> DATA EXCERPTS
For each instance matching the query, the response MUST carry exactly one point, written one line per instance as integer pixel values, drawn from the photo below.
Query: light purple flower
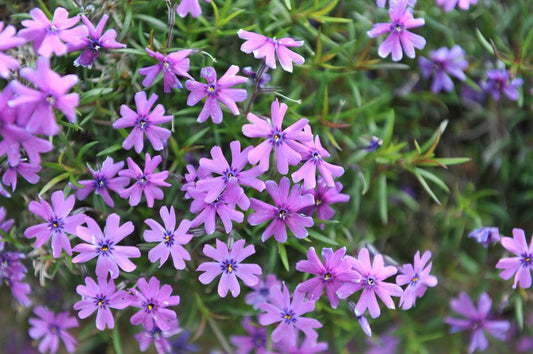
(417, 278)
(228, 264)
(268, 48)
(146, 181)
(442, 62)
(104, 245)
(335, 271)
(521, 265)
(103, 181)
(58, 222)
(231, 177)
(170, 238)
(172, 64)
(216, 91)
(144, 122)
(284, 142)
(51, 37)
(289, 314)
(401, 20)
(50, 328)
(372, 281)
(95, 42)
(51, 93)
(284, 213)
(153, 302)
(101, 297)
(476, 320)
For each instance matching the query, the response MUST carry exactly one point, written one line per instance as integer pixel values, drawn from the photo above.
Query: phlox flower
(228, 265)
(53, 37)
(172, 64)
(171, 238)
(476, 320)
(401, 20)
(104, 245)
(144, 122)
(217, 91)
(50, 328)
(268, 48)
(100, 297)
(284, 212)
(57, 223)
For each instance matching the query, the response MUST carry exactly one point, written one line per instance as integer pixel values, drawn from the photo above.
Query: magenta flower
(170, 238)
(101, 297)
(104, 245)
(172, 64)
(401, 20)
(50, 328)
(372, 282)
(228, 264)
(51, 37)
(144, 122)
(284, 142)
(231, 177)
(51, 93)
(289, 314)
(153, 302)
(442, 62)
(95, 42)
(103, 181)
(521, 265)
(58, 222)
(284, 213)
(476, 320)
(216, 91)
(268, 48)
(8, 40)
(335, 271)
(417, 278)
(146, 181)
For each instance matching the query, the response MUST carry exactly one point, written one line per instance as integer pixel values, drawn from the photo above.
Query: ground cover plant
(266, 176)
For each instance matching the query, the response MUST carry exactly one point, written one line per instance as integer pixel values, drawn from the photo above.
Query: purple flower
(170, 238)
(442, 62)
(51, 93)
(231, 177)
(372, 282)
(268, 48)
(216, 91)
(284, 142)
(401, 20)
(51, 328)
(8, 40)
(101, 297)
(153, 302)
(172, 64)
(522, 264)
(228, 264)
(95, 42)
(289, 314)
(417, 278)
(144, 122)
(51, 37)
(335, 271)
(103, 181)
(58, 222)
(105, 246)
(498, 82)
(476, 320)
(146, 181)
(284, 213)
(485, 235)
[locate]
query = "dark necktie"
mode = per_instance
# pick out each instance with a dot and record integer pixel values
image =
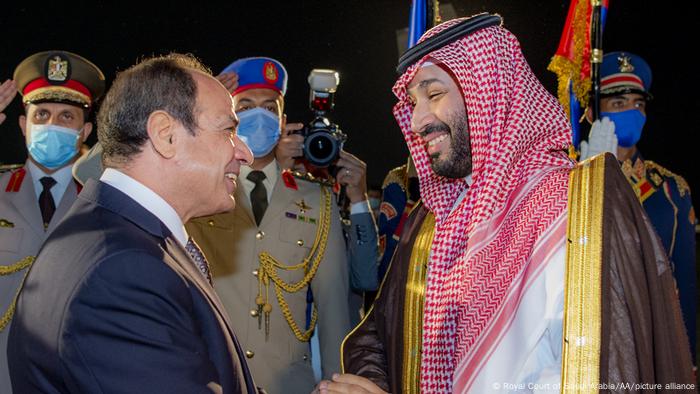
(46, 203)
(258, 196)
(199, 260)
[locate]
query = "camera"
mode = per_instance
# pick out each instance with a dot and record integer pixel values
(323, 139)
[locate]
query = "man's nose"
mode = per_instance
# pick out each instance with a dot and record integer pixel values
(242, 151)
(420, 119)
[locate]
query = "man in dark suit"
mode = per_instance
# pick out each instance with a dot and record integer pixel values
(119, 299)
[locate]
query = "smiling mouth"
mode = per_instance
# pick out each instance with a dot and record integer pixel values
(437, 140)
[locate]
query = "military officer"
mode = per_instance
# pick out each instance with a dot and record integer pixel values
(625, 82)
(58, 90)
(283, 237)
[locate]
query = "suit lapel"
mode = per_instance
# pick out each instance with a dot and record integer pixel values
(178, 259)
(243, 209)
(27, 204)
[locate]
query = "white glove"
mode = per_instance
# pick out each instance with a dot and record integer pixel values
(601, 139)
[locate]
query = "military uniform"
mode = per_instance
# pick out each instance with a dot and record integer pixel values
(664, 195)
(666, 200)
(232, 242)
(57, 77)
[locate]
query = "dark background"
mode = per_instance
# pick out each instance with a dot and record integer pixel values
(359, 39)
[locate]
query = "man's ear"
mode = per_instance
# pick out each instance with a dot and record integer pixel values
(23, 124)
(161, 131)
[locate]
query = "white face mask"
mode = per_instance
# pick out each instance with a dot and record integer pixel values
(259, 129)
(53, 146)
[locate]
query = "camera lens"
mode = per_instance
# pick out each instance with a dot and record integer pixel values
(321, 149)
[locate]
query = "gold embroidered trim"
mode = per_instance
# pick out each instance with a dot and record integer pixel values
(582, 302)
(23, 264)
(59, 93)
(398, 175)
(413, 306)
(570, 70)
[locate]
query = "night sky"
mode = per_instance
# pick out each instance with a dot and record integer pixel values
(359, 39)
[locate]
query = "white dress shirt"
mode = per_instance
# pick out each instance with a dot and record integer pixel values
(63, 178)
(148, 199)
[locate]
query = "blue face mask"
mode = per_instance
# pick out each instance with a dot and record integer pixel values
(628, 126)
(53, 146)
(259, 129)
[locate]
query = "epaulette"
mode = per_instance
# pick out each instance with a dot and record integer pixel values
(397, 175)
(16, 180)
(683, 187)
(9, 167)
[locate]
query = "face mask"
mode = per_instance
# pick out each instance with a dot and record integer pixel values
(374, 203)
(53, 146)
(628, 126)
(259, 129)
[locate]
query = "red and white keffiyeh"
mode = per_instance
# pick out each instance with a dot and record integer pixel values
(517, 131)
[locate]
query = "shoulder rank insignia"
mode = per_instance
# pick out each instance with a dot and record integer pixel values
(683, 187)
(289, 180)
(15, 182)
(302, 206)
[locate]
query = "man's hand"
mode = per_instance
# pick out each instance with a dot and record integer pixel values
(348, 383)
(289, 146)
(229, 80)
(601, 139)
(8, 90)
(352, 173)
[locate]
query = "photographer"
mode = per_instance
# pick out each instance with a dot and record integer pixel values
(360, 230)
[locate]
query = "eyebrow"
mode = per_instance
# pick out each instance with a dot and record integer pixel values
(266, 101)
(228, 122)
(424, 83)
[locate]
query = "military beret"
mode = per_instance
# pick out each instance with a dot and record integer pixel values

> PROBLEM TO SOLVE
Copy out all lines of the material above in which "white" occurs.

> RESPONSE BELOW
query = "white glove"
query = "white face mask"
query = "white dress shirt"
query = "red and white keffiyeh"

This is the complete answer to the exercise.